[START]

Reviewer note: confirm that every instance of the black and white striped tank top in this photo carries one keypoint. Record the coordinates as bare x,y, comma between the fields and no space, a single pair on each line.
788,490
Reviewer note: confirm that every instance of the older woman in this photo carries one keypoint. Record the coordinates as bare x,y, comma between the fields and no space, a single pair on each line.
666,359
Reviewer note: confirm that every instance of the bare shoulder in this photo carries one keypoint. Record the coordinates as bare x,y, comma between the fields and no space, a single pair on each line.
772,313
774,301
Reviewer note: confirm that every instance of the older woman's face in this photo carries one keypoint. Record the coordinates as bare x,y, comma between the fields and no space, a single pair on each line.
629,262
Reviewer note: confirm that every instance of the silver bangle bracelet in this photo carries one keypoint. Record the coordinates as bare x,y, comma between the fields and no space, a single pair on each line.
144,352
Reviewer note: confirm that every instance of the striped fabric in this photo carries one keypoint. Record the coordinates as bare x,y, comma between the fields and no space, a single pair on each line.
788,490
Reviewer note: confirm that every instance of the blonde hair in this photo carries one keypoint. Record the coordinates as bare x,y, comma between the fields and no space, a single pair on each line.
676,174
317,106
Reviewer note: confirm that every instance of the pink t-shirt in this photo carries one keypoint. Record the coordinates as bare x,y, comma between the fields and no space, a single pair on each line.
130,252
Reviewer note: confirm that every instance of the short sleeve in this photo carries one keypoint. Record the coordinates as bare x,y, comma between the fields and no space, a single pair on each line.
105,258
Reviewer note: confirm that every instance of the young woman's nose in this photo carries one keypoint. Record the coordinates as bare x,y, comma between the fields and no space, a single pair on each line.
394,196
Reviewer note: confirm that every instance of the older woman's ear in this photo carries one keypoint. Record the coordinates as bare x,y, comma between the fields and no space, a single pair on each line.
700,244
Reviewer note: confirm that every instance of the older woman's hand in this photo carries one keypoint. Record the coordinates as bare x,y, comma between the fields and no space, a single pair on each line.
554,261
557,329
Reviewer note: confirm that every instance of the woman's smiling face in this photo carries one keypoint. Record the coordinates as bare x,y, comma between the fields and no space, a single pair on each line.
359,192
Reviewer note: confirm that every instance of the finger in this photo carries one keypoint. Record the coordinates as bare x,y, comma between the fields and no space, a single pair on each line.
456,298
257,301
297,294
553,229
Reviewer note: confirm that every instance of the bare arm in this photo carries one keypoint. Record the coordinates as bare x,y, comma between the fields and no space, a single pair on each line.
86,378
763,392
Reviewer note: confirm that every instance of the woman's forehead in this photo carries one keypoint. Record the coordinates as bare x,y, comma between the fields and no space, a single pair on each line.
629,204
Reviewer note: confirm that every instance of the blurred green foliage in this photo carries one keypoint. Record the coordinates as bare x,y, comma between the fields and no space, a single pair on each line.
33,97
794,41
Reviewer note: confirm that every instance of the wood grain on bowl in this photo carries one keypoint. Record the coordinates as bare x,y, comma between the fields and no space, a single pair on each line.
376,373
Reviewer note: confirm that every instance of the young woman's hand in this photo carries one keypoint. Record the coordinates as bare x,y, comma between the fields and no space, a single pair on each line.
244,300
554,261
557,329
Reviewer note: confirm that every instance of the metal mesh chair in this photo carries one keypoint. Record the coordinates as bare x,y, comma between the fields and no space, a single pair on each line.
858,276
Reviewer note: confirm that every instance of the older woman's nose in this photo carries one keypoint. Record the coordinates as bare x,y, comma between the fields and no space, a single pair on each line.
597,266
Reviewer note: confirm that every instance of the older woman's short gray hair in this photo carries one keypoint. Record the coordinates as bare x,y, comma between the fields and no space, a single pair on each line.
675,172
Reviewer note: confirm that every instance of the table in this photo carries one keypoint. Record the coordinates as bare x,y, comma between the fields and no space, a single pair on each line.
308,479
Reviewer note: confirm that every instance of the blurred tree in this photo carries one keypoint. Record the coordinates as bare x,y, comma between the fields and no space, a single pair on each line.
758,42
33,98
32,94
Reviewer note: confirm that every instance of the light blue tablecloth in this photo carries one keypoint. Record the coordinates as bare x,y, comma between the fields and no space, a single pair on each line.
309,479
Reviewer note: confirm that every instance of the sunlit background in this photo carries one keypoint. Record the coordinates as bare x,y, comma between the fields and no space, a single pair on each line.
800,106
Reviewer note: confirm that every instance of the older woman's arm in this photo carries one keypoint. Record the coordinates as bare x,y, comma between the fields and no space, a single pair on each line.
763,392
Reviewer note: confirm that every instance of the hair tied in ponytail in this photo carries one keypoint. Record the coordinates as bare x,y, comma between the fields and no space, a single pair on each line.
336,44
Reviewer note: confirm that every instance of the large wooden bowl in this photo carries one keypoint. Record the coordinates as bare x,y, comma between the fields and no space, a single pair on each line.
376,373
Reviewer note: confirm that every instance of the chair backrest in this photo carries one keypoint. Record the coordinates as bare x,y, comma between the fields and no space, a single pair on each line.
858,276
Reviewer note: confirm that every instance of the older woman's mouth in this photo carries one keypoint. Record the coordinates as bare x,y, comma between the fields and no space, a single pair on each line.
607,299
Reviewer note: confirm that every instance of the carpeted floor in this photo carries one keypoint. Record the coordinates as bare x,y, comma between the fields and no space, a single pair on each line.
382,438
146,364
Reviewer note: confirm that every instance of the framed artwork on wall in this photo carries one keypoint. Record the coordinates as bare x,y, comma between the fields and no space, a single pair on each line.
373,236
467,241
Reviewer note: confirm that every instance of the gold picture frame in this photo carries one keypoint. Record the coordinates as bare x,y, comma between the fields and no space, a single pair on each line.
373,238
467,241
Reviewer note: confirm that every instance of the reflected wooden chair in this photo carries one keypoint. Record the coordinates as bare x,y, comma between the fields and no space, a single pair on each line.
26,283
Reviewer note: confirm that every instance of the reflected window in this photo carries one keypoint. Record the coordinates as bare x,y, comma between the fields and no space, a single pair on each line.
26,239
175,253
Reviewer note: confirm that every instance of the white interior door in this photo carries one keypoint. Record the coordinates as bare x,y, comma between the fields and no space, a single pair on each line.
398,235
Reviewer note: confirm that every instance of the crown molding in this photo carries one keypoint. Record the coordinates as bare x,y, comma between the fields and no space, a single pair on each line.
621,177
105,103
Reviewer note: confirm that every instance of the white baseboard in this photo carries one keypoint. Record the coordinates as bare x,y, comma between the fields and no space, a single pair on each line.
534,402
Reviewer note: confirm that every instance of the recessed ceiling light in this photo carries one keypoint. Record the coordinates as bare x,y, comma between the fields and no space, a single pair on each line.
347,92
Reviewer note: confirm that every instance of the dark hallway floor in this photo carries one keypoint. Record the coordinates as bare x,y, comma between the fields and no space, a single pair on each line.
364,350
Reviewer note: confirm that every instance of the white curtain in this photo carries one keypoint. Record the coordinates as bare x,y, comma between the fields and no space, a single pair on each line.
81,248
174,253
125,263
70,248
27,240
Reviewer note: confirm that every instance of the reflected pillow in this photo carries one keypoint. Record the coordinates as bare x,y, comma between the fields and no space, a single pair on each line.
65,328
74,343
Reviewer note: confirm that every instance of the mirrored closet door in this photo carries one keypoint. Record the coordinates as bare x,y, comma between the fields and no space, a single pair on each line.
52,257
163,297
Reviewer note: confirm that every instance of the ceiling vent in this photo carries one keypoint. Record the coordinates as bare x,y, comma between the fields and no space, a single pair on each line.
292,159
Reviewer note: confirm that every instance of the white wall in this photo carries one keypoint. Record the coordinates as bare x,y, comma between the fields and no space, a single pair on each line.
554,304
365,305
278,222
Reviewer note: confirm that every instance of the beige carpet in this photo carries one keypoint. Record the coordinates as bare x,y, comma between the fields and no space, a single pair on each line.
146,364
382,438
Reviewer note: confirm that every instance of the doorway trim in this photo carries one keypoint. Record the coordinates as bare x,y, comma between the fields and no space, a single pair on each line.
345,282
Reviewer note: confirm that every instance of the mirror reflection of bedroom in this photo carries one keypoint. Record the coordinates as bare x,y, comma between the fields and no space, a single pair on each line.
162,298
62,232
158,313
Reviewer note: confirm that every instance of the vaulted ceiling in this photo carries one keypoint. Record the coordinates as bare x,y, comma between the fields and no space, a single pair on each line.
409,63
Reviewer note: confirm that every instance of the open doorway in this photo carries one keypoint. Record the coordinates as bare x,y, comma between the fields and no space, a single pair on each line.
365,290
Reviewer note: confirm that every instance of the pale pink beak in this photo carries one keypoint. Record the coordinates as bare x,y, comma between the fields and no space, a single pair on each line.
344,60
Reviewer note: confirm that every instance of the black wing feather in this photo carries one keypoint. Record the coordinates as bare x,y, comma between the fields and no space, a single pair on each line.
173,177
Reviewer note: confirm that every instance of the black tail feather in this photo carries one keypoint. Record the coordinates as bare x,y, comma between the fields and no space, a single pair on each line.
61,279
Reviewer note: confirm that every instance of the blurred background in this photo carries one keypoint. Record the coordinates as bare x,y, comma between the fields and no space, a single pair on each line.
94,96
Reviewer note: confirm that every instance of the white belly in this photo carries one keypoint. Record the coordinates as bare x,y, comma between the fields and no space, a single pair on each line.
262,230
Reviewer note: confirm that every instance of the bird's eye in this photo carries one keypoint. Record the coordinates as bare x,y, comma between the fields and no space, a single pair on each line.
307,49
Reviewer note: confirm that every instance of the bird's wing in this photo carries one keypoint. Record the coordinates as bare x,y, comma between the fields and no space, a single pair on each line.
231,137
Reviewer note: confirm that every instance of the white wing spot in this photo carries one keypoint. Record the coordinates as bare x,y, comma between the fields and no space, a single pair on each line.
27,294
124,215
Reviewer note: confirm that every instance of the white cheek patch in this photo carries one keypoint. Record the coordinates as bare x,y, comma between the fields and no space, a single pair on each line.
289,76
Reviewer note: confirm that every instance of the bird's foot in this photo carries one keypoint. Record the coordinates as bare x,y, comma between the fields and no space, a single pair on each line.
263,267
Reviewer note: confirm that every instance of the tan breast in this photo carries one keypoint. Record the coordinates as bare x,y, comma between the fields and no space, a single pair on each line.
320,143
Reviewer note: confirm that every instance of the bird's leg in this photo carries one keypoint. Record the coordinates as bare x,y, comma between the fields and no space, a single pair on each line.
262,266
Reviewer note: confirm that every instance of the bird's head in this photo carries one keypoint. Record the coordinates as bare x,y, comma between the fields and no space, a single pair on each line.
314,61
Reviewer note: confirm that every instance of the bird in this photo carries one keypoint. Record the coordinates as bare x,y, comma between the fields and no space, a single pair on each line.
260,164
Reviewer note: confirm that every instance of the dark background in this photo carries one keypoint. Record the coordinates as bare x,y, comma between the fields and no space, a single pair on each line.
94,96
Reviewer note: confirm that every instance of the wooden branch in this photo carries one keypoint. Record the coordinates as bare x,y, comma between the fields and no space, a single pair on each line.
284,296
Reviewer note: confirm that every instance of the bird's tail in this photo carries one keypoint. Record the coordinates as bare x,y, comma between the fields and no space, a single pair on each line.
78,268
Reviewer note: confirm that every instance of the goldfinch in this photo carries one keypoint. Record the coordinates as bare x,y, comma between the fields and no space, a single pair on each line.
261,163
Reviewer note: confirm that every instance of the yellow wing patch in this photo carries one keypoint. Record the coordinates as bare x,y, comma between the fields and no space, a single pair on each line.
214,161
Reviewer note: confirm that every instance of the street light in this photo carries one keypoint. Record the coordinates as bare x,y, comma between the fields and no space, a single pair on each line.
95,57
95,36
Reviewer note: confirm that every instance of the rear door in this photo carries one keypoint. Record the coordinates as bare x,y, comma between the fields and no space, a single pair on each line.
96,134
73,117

[END]

▶ Set task
Recast the lines from the one containing "Reviewer note: confirm that every instance of the street" through the last line above as a Markdown table with the columns Row and Text, numbering each row and skipping any blank lines.

▶ Output for this exercise
| Row | Text |
|---|---|
| 1 | Reviewer note: confirm that every instance of the street light in this photo carries one keypoint. Record the coordinates as bare x,y, comma between the fields and no space, a single pair on each line. |
| 2 | 95,57 |
| 3 | 95,36 |
| 4 | Reviewer note: confirm that every instance of the rear door in this photo carries one keypoint. Record the coordinates as bare x,y, comma between the fields and no space, a single pair on each line. |
| 5 | 96,134 |
| 6 | 73,117 |